- **TASK ITEM**
Faithfully repeat all of the records, as they are written below.
----- RECORDS TO USE
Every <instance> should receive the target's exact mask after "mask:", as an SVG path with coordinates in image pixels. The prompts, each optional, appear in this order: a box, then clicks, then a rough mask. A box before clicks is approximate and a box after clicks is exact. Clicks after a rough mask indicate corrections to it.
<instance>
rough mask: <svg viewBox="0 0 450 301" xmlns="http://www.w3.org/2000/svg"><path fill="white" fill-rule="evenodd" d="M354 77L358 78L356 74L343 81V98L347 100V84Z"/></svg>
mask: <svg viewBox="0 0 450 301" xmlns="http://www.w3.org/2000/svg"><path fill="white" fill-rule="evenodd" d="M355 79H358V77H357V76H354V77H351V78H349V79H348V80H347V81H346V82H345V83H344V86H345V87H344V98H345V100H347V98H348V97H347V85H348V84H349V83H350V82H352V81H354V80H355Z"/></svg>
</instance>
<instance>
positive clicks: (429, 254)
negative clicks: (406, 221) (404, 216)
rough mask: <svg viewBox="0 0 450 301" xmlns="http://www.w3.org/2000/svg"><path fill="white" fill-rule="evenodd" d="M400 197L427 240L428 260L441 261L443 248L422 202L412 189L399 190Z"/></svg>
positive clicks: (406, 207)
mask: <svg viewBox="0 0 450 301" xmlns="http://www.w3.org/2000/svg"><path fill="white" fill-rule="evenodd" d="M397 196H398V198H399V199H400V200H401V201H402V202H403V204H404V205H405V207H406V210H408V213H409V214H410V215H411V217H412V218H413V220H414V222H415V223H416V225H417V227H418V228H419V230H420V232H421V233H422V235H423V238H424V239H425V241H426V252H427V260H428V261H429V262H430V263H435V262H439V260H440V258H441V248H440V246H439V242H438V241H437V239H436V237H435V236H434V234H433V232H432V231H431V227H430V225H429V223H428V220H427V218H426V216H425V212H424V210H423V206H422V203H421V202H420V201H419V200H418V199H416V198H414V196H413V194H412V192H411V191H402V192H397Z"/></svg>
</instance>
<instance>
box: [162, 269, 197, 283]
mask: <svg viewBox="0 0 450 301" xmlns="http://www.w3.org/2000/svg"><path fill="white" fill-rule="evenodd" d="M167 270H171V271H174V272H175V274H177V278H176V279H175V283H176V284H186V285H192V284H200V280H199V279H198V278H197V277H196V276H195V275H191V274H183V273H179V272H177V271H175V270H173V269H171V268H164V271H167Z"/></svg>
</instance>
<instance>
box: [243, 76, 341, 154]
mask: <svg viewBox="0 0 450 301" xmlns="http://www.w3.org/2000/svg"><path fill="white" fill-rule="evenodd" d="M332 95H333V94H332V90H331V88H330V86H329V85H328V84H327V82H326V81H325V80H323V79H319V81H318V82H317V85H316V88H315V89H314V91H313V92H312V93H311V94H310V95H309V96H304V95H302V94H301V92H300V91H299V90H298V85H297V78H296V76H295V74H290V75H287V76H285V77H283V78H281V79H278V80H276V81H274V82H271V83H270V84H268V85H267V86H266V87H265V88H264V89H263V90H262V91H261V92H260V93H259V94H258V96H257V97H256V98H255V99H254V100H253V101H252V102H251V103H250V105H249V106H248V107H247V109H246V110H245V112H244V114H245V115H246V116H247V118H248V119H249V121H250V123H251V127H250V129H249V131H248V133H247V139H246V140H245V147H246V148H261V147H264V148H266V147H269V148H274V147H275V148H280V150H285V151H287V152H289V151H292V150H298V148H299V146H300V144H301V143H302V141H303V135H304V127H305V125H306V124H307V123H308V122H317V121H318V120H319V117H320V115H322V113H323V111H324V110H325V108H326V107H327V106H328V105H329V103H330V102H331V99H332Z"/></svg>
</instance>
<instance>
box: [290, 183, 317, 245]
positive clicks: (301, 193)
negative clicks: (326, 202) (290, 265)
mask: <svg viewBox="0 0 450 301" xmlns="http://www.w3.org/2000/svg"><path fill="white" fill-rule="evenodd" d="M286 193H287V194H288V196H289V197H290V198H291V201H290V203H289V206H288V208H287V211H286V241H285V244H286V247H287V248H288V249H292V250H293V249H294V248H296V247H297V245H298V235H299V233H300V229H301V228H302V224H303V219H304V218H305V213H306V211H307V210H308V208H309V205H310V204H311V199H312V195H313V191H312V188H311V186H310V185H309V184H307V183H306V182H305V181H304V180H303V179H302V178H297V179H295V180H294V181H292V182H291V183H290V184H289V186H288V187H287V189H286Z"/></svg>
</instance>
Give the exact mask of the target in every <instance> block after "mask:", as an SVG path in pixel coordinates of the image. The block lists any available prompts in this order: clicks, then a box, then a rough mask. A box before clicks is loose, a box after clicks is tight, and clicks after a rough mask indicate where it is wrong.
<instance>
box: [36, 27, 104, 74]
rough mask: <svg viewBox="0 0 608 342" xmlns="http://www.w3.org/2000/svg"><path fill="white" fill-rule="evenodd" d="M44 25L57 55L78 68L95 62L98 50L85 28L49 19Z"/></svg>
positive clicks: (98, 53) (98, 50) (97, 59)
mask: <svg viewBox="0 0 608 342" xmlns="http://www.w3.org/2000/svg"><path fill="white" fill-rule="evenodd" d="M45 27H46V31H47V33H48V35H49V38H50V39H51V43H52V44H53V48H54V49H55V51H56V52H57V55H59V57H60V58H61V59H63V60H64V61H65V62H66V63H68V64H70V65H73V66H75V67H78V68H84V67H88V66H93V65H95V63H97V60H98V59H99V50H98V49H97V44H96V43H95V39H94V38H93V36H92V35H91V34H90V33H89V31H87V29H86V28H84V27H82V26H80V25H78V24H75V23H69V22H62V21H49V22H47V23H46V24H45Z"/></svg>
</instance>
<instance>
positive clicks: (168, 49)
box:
----------
- **EXERCISE RESULT**
Every <instance> should receive the target's exact mask after "mask:", as an SVG path with coordinates in image pixels. The prompts, each optional, appear in this order: a box, then clicks, then a rough mask. A box before clicks is approximate and a box after clicks is exact. Clicks after a rough mask indicate corrections to it.
<instance>
rough mask: <svg viewBox="0 0 450 301" xmlns="http://www.w3.org/2000/svg"><path fill="white" fill-rule="evenodd" d="M354 77L358 78L356 74L343 81V98L347 100V84Z"/></svg>
mask: <svg viewBox="0 0 450 301" xmlns="http://www.w3.org/2000/svg"><path fill="white" fill-rule="evenodd" d="M355 79H358V77H357V76H354V77H351V78H349V79H348V80H347V81H346V82H345V83H344V86H345V87H344V98H345V100H347V98H348V97H347V85H348V84H349V83H350V82H352V81H354V80H355Z"/></svg>
</instance>
<instance>
positive clicks: (429, 254)
negative clicks: (406, 221) (404, 216)
rough mask: <svg viewBox="0 0 450 301" xmlns="http://www.w3.org/2000/svg"><path fill="white" fill-rule="evenodd" d="M400 197L427 240L428 260L441 261L443 248L422 202L412 189L399 190Z"/></svg>
positive clicks: (406, 207)
mask: <svg viewBox="0 0 450 301" xmlns="http://www.w3.org/2000/svg"><path fill="white" fill-rule="evenodd" d="M397 196H398V198H399V199H400V200H401V201H402V202H403V204H404V205H405V207H406V210H408V213H409V214H410V215H411V217H412V218H413V220H414V222H415V223H416V225H417V227H418V228H419V230H420V232H421V233H422V235H423V238H424V239H425V241H426V252H427V260H428V261H429V262H430V263H435V262H439V260H440V258H441V248H440V246H439V242H438V241H437V239H436V237H435V236H434V234H433V232H432V231H431V227H430V225H429V223H428V220H427V218H426V216H425V212H424V210H423V206H422V203H421V202H420V201H419V200H418V199H416V198H414V196H413V194H412V192H411V191H402V192H397Z"/></svg>
</instance>
<instance>
box: [162, 269, 197, 283]
mask: <svg viewBox="0 0 450 301" xmlns="http://www.w3.org/2000/svg"><path fill="white" fill-rule="evenodd" d="M167 270H171V271H174V272H175V274H177V278H176V279H175V283H176V284H186V285H192V284H200V280H199V279H198V278H197V277H196V276H195V275H191V274H183V273H179V272H177V271H175V270H173V269H171V268H164V271H167Z"/></svg>
</instance>
<instance>
box: [243, 76, 341, 154]
mask: <svg viewBox="0 0 450 301" xmlns="http://www.w3.org/2000/svg"><path fill="white" fill-rule="evenodd" d="M332 95H333V94H332V90H331V88H330V86H329V85H328V84H327V82H326V81H325V80H323V79H319V81H318V82H317V85H316V88H315V89H314V91H313V92H312V93H311V94H310V95H309V96H304V95H302V94H301V92H300V91H299V90H298V85H297V78H296V76H295V74H290V75H287V76H285V77H283V78H281V79H278V80H276V81H274V82H271V83H270V84H268V85H267V86H266V87H265V88H264V89H263V90H262V91H261V92H260V93H259V94H258V96H257V97H256V98H255V99H254V100H253V101H252V102H251V103H250V105H249V106H248V107H247V109H246V110H245V112H244V114H245V115H246V116H247V118H248V119H249V121H250V123H251V127H250V129H249V131H248V133H247V139H246V140H245V147H246V148H261V147H264V148H266V147H269V148H274V147H275V148H280V150H285V151H287V152H289V151H292V150H298V148H299V146H300V144H301V143H302V141H303V135H304V127H305V125H306V124H307V123H308V122H317V121H318V120H319V117H320V115H322V113H323V111H324V110H325V108H326V107H327V106H328V105H329V103H330V102H331V99H332Z"/></svg>
</instance>
<instance>
box: [290, 183, 317, 245]
positive clicks: (301, 193)
negative clicks: (326, 202) (290, 265)
mask: <svg viewBox="0 0 450 301" xmlns="http://www.w3.org/2000/svg"><path fill="white" fill-rule="evenodd" d="M286 193H287V194H288V196H289V197H290V198H291V201H290V203H289V206H288V208H287V211H286V241H285V244H286V247H287V248H288V249H292V250H293V249H294V248H296V247H297V245H298V235H299V233H300V229H301V228H302V224H303V219H304V218H305V213H306V211H307V210H308V208H309V205H310V204H311V199H312V195H313V191H312V188H311V186H310V185H309V184H307V183H306V182H305V181H304V180H303V179H302V178H297V179H295V180H294V181H292V182H291V183H290V184H289V186H288V187H287V189H286Z"/></svg>
</instance>
Give the exact mask of the target in every <instance> block after "mask:", as an SVG path in pixel coordinates of the image. The block lists any available prompts in this order: clicks, then a box, then a rough mask. A box before clicks is loose, a box after clicks is tight, and clicks after a rough mask indicate where it is wrong.
<instance>
box: [36, 27, 104, 74]
rough mask: <svg viewBox="0 0 608 342" xmlns="http://www.w3.org/2000/svg"><path fill="white" fill-rule="evenodd" d="M44 25L57 55L78 68L95 62L98 50L85 28L49 19Z"/></svg>
positive clicks: (98, 53) (98, 50) (97, 59)
mask: <svg viewBox="0 0 608 342" xmlns="http://www.w3.org/2000/svg"><path fill="white" fill-rule="evenodd" d="M45 27H46V31H47V33H48V35H49V38H50V39H51V43H52V44H53V48H54V49H55V51H56V52H57V55H59V57H60V58H61V59H63V60H64V61H65V62H66V63H68V64H70V65H73V66H75V67H78V68H84V67H88V66H93V65H95V63H97V60H98V59H99V50H98V49H97V44H96V43H95V39H94V38H93V36H92V35H91V34H90V33H89V31H87V29H86V28H84V27H82V26H80V25H78V24H75V23H69V22H62V21H49V22H47V23H46V24H45Z"/></svg>
</instance>
<instance>
positive clicks: (168, 49)
box:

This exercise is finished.